Но как естественно и легко меняется мировосприятие Мандельштама, как просто переходит он из одного состояния в другое! Только что он пел надматериальное:
Образ твой, мучительный и зыбкий,
Я не мог в тумане осязать.
«Господи!» — сказал я по ошибке,
Сам того не думая сказать.
И вот уж он отвергает источник всякой зыбкости, размытости, расплывчатости, грезовой отвлеченности — луну, разжаловав ее в… циферблат.
Нет, не луна, а светлый циферблат
Сияет мне, и чем я виноват,
Что слабых звезд я осязаю млечность?
И Батюшкова мне противна спесь:
«Который час?» его спросили здесь,
А он ответил любопытным: «Вечность».
Вот и бедному Батюшкову досталось от строгого и трезвого Мандельштама, человека точных координат. Боже, как прекрасна эта гениальная игра!
Извечная мука словоискателей — мысль изреченная есть ложь. И как хорошо, что эта мука никогда не приводит к немоте. Как бы ни стенал Андрей Битов, что нельзя говорить о молчании, все только этим и занимаются. Лишите поэзию призывов к молчанию — она удручающе оскудеет. «Мне хочется онеметь!» — кричал двадцатилетний Мандельштам, но уже знал, что это невозможно:
А в небе танцует золото —
Приказывает мне петь.
§ §
### ТРЕБОВАНИЯ
(1) Почему, согласно отрывку о Мандельштаме, поэт отвергает луну? Ответьте в одном–трех предложениях.
(2) Приведите еще раз часть отрывка о Мандельштаме: начните с фразы, в которой есть слова «Но как естественно», и остановитесь после слов «я осязаю млечность?». При этом переименуйте «циферблат» в «маятник».

### ЗАПИСИ ДАННЫХ
§ §
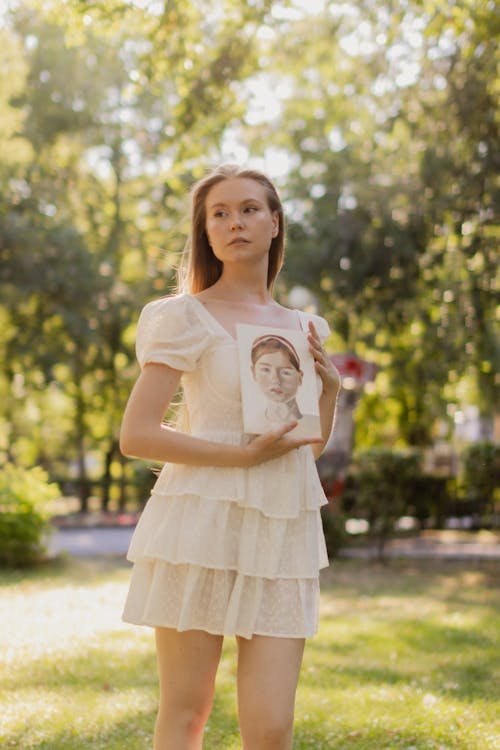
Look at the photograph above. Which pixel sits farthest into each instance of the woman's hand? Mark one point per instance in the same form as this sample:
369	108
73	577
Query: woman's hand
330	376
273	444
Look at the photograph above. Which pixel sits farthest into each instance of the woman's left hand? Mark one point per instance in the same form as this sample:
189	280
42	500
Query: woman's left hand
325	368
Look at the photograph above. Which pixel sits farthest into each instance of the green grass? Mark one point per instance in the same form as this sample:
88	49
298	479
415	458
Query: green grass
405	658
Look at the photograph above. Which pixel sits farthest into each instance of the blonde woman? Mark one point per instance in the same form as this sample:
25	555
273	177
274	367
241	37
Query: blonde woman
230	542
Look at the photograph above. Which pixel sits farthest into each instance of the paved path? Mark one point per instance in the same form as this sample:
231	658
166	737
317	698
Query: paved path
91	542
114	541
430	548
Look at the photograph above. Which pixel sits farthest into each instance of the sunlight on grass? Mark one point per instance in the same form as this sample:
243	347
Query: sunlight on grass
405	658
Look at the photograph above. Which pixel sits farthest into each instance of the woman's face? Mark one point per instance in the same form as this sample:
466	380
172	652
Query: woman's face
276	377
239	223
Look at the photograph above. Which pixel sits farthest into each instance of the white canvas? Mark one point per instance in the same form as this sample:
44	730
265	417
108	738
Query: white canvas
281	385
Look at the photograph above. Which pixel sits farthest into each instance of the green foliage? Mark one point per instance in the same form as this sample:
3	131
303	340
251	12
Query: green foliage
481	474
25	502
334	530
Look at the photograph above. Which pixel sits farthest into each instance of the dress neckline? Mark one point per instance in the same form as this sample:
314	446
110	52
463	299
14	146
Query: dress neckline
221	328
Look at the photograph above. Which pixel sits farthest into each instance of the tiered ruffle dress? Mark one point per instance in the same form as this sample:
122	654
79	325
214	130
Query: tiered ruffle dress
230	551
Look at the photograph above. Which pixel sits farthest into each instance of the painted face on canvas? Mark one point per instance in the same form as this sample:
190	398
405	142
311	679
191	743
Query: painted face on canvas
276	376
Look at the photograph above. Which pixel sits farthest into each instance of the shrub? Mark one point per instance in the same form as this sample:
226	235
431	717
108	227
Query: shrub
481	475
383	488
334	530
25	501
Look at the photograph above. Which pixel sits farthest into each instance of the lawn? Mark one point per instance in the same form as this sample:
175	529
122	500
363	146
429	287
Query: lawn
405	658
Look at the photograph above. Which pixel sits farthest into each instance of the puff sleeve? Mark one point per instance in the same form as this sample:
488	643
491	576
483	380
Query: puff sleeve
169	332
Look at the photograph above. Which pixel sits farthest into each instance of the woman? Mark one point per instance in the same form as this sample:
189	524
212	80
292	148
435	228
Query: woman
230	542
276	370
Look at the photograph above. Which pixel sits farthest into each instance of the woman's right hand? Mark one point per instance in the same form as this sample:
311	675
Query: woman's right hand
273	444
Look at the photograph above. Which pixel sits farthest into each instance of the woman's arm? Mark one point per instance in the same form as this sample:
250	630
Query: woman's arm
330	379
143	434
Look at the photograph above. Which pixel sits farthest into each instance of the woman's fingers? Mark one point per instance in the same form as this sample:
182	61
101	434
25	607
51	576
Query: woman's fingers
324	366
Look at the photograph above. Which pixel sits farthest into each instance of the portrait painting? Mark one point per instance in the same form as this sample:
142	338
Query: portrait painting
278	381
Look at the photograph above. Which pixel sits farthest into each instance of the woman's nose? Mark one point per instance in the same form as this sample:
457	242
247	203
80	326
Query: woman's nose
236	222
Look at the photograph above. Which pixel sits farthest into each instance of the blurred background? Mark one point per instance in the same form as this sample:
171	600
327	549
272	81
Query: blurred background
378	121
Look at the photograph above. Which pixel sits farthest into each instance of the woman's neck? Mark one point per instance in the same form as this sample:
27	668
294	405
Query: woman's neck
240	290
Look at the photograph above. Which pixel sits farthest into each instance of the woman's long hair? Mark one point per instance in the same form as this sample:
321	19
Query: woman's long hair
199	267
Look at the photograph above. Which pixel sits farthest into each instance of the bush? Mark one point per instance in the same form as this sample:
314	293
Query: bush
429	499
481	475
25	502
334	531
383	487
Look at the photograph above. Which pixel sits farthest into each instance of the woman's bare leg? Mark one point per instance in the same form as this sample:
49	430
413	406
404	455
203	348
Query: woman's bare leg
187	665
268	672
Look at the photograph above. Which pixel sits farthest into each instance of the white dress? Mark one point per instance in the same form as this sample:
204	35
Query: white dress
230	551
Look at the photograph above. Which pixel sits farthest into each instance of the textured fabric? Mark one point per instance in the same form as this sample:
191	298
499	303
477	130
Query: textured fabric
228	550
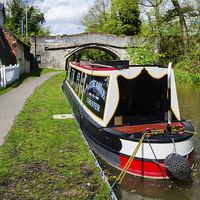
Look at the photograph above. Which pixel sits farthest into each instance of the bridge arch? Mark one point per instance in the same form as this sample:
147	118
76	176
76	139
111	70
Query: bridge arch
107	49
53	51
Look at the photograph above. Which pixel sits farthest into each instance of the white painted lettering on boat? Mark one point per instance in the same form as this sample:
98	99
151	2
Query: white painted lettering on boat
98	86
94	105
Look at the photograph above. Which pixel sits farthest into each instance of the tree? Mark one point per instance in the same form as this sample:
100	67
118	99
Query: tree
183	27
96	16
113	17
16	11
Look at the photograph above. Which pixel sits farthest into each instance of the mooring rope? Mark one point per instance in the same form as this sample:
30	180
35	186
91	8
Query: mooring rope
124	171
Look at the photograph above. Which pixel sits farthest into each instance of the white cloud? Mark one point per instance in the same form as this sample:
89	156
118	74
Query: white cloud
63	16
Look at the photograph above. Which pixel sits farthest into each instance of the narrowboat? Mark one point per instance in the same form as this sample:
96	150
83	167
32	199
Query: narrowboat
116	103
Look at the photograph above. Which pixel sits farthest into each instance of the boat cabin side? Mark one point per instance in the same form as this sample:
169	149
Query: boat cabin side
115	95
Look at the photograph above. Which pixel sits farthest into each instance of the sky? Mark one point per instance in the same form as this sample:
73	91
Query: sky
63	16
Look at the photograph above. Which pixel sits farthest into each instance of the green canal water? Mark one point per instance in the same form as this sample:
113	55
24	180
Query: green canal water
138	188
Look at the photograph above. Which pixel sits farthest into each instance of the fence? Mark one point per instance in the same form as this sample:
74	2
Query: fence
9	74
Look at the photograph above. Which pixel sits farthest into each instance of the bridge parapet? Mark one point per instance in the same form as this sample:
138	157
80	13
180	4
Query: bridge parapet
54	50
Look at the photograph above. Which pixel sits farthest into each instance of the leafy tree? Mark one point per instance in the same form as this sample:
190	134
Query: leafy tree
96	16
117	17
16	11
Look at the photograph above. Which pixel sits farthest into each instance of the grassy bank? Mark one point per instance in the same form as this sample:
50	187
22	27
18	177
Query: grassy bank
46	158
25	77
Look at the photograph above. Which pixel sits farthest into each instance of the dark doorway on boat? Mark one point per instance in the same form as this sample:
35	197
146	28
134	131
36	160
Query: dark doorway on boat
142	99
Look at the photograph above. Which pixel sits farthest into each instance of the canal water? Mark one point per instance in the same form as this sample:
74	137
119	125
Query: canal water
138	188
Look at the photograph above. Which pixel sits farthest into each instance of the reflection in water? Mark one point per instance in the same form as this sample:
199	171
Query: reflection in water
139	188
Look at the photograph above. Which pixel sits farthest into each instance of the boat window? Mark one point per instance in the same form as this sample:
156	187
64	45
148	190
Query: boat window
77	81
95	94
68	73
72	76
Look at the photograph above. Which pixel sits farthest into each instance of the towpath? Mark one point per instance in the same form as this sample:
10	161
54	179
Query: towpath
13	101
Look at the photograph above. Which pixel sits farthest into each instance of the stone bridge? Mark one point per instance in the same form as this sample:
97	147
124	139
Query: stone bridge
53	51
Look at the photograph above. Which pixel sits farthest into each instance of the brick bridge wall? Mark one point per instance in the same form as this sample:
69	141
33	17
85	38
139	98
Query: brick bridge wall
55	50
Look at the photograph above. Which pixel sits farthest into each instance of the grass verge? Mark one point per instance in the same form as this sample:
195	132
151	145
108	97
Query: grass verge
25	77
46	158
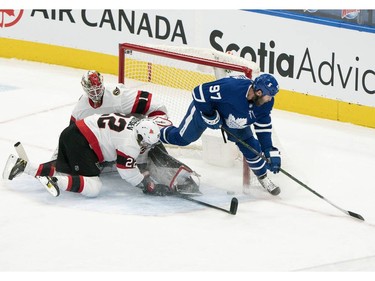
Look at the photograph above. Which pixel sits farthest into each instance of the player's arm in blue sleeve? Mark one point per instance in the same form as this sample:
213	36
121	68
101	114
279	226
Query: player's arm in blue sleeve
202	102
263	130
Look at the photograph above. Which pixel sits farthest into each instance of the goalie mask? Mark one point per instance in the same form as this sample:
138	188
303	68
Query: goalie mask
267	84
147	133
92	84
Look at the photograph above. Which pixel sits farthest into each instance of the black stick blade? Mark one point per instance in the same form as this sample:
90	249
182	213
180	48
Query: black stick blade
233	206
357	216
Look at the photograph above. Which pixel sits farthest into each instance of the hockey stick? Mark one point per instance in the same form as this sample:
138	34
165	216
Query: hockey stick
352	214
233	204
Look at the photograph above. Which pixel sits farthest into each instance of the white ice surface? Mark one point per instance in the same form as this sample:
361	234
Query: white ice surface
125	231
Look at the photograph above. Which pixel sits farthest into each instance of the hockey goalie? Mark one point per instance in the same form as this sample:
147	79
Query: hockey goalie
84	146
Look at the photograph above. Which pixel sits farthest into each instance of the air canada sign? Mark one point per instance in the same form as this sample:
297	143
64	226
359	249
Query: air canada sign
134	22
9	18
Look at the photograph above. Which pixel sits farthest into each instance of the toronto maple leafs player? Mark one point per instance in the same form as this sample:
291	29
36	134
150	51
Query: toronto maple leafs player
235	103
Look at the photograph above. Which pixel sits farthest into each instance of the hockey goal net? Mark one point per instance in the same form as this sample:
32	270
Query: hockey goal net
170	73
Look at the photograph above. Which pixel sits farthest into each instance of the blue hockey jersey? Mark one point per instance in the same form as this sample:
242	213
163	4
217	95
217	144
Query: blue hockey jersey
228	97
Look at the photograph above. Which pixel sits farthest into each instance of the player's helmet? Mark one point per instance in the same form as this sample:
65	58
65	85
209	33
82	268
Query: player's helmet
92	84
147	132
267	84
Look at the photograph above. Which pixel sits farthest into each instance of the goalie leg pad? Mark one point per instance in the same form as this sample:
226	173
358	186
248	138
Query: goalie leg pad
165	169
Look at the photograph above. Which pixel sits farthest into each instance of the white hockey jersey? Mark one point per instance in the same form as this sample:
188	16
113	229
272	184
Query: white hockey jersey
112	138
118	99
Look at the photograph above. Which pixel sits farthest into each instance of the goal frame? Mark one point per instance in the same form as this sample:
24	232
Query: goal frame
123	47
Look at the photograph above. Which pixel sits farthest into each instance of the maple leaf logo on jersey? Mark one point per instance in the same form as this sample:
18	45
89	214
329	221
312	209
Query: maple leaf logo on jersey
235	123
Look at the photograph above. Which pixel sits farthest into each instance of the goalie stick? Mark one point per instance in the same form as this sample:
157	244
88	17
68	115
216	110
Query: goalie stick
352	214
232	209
§ §
### ОТВЕТЫ ПО ПОРЯДКУ
(1) Для Мандельштама луна служит источником всякой зыбкости, размытости, расплывчатости и грезовой отвлеченности. Поэтому он отвергает ее и разжаловывает в циферблат.

(2)
Но как естественно и легко меняется мировосприятие Мандельштама, как просто переходит он из одного состояния в другое! Только что он пел надматериальное:
Образ твой, мучительный и зыбкий,
Я не мог в тумане осязать.
«Господи!» — сказал я по ошибке,
Сам того не думая сказать.
И вот уж он отвергает источник всякой зыбкости, размытости, расплывчатости, грезовой отвлеченности — луну, разжаловав ее в… маятник.
Нет, не луна, а светлый маятник
Сияет мне, и чем я виноват,
Что слабых звезд я осязаю млечность?